## DIRECTIONS FOR THIS TASK
Please output the records below in full, exactly as given, but without the images.

Natural-language object grounding data:

============

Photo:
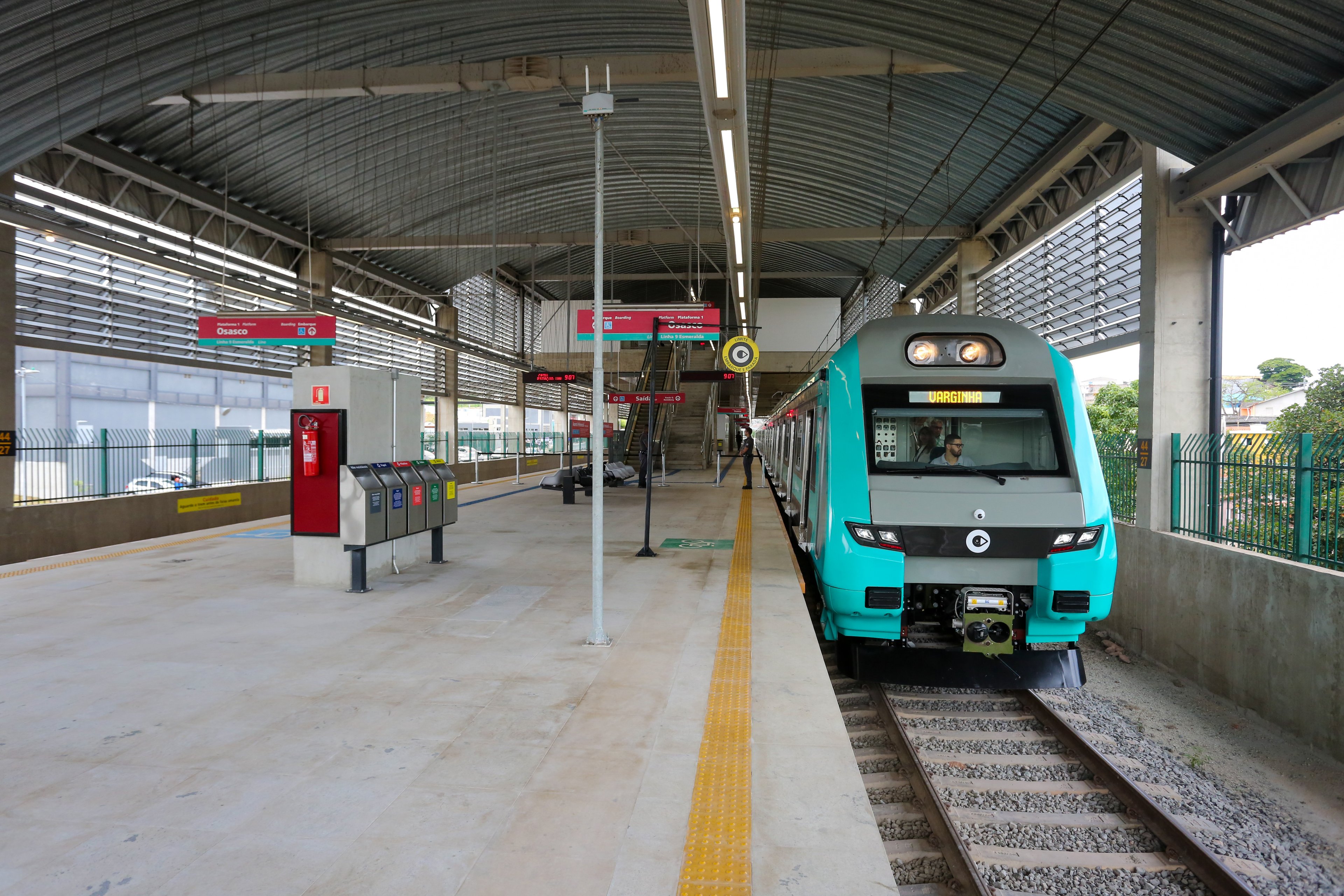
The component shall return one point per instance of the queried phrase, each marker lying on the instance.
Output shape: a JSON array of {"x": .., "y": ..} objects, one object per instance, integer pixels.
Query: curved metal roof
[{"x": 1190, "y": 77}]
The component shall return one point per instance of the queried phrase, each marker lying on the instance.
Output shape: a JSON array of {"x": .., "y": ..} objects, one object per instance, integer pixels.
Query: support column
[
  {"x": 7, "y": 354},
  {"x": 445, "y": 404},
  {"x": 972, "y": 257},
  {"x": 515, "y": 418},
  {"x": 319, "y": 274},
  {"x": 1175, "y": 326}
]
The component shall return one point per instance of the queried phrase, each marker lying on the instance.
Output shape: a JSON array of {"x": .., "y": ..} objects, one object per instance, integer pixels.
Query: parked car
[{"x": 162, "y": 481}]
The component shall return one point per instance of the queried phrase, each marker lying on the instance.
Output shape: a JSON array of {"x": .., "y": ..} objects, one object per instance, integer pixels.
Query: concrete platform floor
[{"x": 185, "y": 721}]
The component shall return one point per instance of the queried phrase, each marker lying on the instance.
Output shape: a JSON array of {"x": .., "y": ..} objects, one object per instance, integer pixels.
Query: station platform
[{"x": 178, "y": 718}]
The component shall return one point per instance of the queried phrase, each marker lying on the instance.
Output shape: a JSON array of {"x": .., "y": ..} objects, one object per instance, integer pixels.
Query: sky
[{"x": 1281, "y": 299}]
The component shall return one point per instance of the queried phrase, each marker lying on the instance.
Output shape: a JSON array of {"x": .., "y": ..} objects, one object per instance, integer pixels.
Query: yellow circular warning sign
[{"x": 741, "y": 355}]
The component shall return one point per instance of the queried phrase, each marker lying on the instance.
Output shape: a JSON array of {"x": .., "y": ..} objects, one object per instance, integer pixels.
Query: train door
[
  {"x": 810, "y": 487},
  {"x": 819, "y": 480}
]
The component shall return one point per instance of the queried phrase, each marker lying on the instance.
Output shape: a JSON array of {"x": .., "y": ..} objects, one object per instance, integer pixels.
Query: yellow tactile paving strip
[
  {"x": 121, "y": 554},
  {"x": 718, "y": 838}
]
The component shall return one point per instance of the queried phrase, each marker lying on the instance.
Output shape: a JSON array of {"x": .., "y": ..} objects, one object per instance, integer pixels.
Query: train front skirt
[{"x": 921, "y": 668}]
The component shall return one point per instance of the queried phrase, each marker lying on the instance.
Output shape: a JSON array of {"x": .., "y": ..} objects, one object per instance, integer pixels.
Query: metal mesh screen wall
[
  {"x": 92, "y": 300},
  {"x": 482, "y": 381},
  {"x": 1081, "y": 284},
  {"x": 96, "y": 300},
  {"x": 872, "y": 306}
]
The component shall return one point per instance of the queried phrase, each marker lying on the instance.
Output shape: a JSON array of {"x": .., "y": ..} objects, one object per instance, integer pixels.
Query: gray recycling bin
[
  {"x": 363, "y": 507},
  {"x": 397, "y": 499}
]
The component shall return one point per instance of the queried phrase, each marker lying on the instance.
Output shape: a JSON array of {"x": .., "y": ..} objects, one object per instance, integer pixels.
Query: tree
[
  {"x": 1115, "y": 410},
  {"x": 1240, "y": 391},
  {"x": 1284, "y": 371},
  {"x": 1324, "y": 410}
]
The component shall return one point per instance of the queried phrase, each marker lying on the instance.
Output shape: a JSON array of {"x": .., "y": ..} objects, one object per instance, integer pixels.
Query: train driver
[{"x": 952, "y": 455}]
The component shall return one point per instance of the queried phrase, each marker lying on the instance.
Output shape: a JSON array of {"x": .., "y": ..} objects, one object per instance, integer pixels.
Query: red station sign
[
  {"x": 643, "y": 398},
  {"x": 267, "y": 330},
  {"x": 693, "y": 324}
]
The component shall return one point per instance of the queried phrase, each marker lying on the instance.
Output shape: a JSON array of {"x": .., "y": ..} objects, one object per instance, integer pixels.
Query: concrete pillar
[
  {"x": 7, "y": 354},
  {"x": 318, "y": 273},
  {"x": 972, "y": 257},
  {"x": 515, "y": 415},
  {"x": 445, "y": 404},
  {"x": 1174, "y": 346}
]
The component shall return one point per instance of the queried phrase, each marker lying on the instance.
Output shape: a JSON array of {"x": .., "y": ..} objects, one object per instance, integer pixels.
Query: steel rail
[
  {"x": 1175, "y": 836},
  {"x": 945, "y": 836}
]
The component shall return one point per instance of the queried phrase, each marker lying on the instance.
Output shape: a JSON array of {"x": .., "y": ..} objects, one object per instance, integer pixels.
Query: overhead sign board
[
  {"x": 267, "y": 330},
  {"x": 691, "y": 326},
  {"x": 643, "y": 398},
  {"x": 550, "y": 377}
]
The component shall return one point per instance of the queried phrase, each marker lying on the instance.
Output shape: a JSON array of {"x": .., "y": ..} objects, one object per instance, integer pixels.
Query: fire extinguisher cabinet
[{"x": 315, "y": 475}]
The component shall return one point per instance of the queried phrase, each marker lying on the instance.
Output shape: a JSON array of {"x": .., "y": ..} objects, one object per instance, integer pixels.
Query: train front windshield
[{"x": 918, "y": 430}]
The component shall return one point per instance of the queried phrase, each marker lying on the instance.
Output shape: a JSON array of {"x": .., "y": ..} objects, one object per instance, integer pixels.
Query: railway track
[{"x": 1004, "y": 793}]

============

## ANSWER TO THIS TASK
Photo:
The component shall return one point per instance of the queried phrase, each marker lying on the instance.
Output shape: a JSON array of {"x": .., "y": ..} objects, one object per instance, integer pixels.
Query: curved metal roof
[{"x": 1190, "y": 77}]
The component shall return one point per instance of the queried phrase, each marker lying on the instance.
Output shape: a JSON array of {"x": .., "y": ..} objects, one object per instance, integer pixels.
Query: support column
[
  {"x": 7, "y": 354},
  {"x": 445, "y": 404},
  {"x": 972, "y": 257},
  {"x": 515, "y": 418},
  {"x": 319, "y": 274},
  {"x": 1175, "y": 326}
]
The component shall return one point per instance of the queried phrase, each marker lying on the instance.
Output shape: a JSON array of {"x": .., "y": ..} objects, one object per instance, integer pixels.
Query: parked car
[{"x": 162, "y": 481}]
The component shall return one point per instance of the queried phrase, each marker lying on the instance.
Output shape: a JSON array of {"x": .., "y": ..} objects, one object per instance, integer pixels.
Query: concrete platform floor
[{"x": 185, "y": 721}]
The component shall return one point per instance of the queried phrase, each marker lying on the instance.
Output shape: a JSON array of {"x": .., "y": ..} objects, one object per instance, integer pixels.
Query: station platform
[{"x": 178, "y": 718}]
The component shall return one point per instance of the queried phrase, each marker lying on the instance.
Output shape: a JSON array of {"x": .., "y": ..} objects, one object per instance, integer pixels.
Query: sky
[{"x": 1281, "y": 299}]
The component shall return one point per instance of the queried phrase, each marker lying on the instance.
Output shape: a JSON array of {"x": .., "y": ..} objects, one object per instance, integer pixels.
Query: yellow circular warning sign
[{"x": 741, "y": 355}]
The component shall return one point per instance of the queried phrase, each marker lying on the instance.
Output shape: a JSON array of {"x": .., "y": ..} objects, one object per instance, integer pixels.
Query: train door
[
  {"x": 810, "y": 487},
  {"x": 819, "y": 480}
]
The component shall return one point per instance of the queried phrase, each marker lying on the instance.
Output shape: a JSON array of {"x": .., "y": ..} objects, one object per instance, integer pixels.
Query: yellow tactile paving strip
[
  {"x": 121, "y": 554},
  {"x": 718, "y": 838}
]
The component shall return one point per instance of the queried phrase, each marker lying on the instance.
Output shape: a JSON array of {"x": .., "y": ..} objects, one object per instance, integer pixels.
Query: train front skirt
[{"x": 921, "y": 668}]
The component shall return one point per instance of the queried phrase, each marker lying on the instance.
Output shape: a JSON array of {"x": .., "y": ..} objects, one object per instance, integer pixels.
Query: metal mesh screen wall
[
  {"x": 92, "y": 300},
  {"x": 482, "y": 381},
  {"x": 1081, "y": 284},
  {"x": 96, "y": 300},
  {"x": 872, "y": 306}
]
The component shall return one point per instance of the queried phrase, each marker lying on the instance.
Output shape: a JSON array of {"x": .., "y": ..} objects, one object per instance, integer pixels.
Query: gray recycling bin
[
  {"x": 363, "y": 507},
  {"x": 397, "y": 499}
]
The component shall return one point per instance of the queried phrase, each marker lying on the instance.
Output shape: a JSON array of {"x": .., "y": ..} objects, one object per instance, integer pixels.
Query: tree
[
  {"x": 1115, "y": 410},
  {"x": 1240, "y": 391},
  {"x": 1284, "y": 371},
  {"x": 1324, "y": 410}
]
The component shall return one point per instance of the queried phrase, each marker lying on the instance.
Output shape: a JSON array of {"x": .., "y": ..} objects, one object per instance, integer pixels.
Query: train driver
[{"x": 952, "y": 455}]
The component shall return one point per instance of the queried phrase, each marker lying on the instance.
Output shape: a JSON array of {"x": .., "y": ..} objects, one object per instance, integer pixels.
Query: red station sign
[
  {"x": 643, "y": 398},
  {"x": 267, "y": 330},
  {"x": 693, "y": 324}
]
The component shall return one point per instance of the queried phrase, each marker lying on the instance.
Output shape: a JSON array of {"x": .., "y": ..} objects, one object per instance, integer pixels.
Query: concrete pillar
[
  {"x": 7, "y": 354},
  {"x": 318, "y": 273},
  {"x": 972, "y": 257},
  {"x": 515, "y": 415},
  {"x": 445, "y": 404},
  {"x": 1174, "y": 346}
]
The component shall return one point per instance of the queried phrase, each marker lying on the instance.
Output shape: a JSON array of {"x": .., "y": ..} objects, one object per instance, integer pixels.
Query: steel rail
[
  {"x": 1175, "y": 836},
  {"x": 945, "y": 836}
]
The component shall return one point per instance of the queried phrase, each marker lying on the instance.
Output shape: a JSON array of {"x": .., "y": ..} objects, one object per instance, integer pixels.
Query: overhead sign board
[
  {"x": 267, "y": 330},
  {"x": 691, "y": 326},
  {"x": 643, "y": 398},
  {"x": 550, "y": 377}
]
The component shall return one point per instance of the queried phrase, each marker lying on the instance.
Output shape: a JSON array of {"x": .., "y": ..} objects, one object per instance, integer pixels.
Query: fire extinguisher cabinet
[{"x": 315, "y": 475}]
The component shall return one point per instance of the queried phrase, each marker lying on the instance.
Output shape: a JSON array of {"x": .., "y": ..} objects, one object per instance, integer pixels.
Query: train front windshield
[{"x": 918, "y": 430}]
The component shall return one point per instance of the queried phrase, each marker lying on the instance.
Output shape: a JSON array of {"x": .., "y": ..} objects, one object per instance, integer pixels.
Query: railway track
[{"x": 1004, "y": 793}]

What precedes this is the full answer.